Do this - Reproduce the records below exactly, leaving out any pictures.

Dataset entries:
--------------------
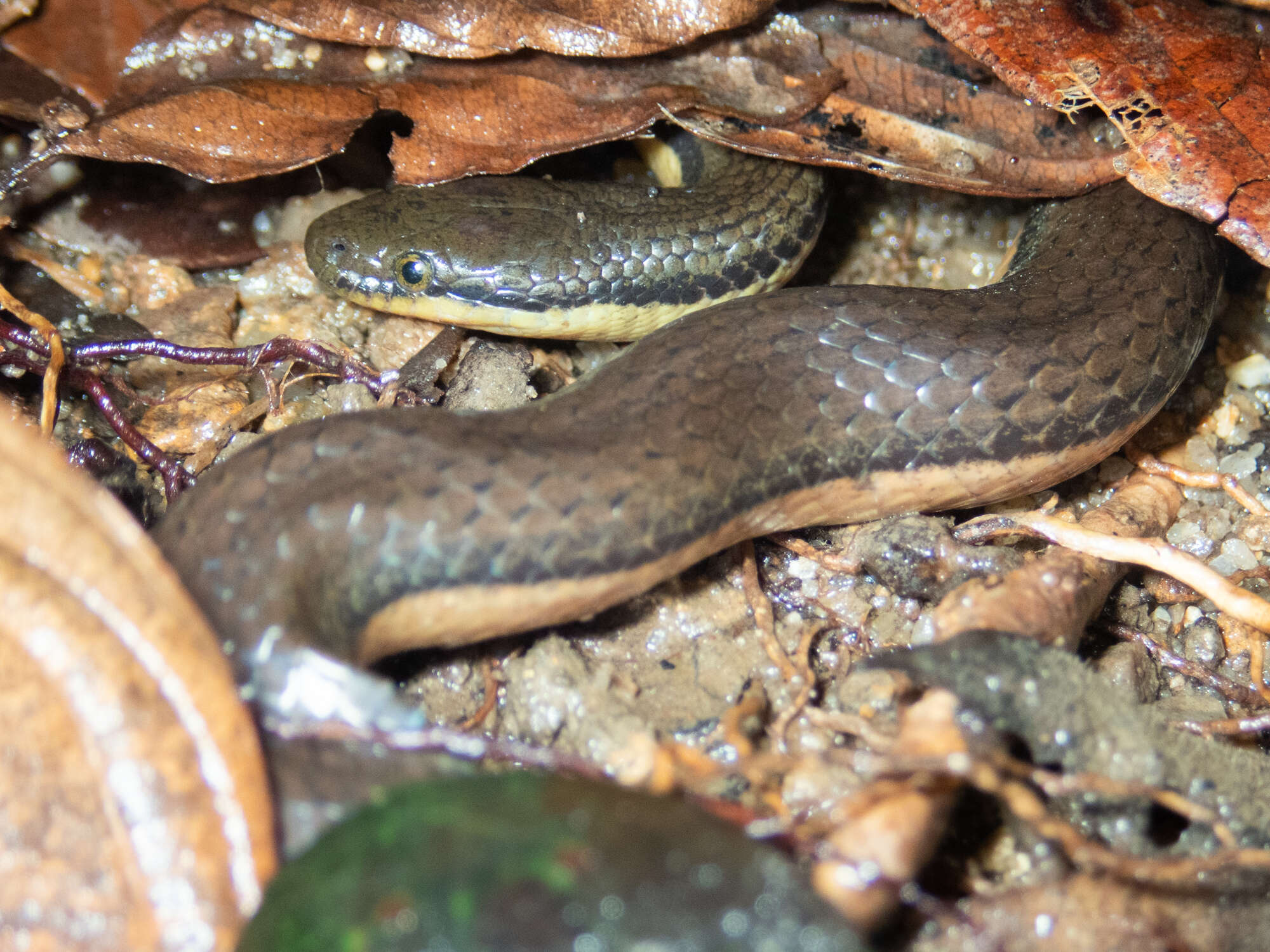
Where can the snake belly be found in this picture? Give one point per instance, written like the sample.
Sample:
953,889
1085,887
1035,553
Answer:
368,534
--------------------
Complete answer -
Where can the snake belly be found in this picture? Give one point per instance, written like the sample.
Sample:
953,889
1085,887
1035,553
Answer:
368,534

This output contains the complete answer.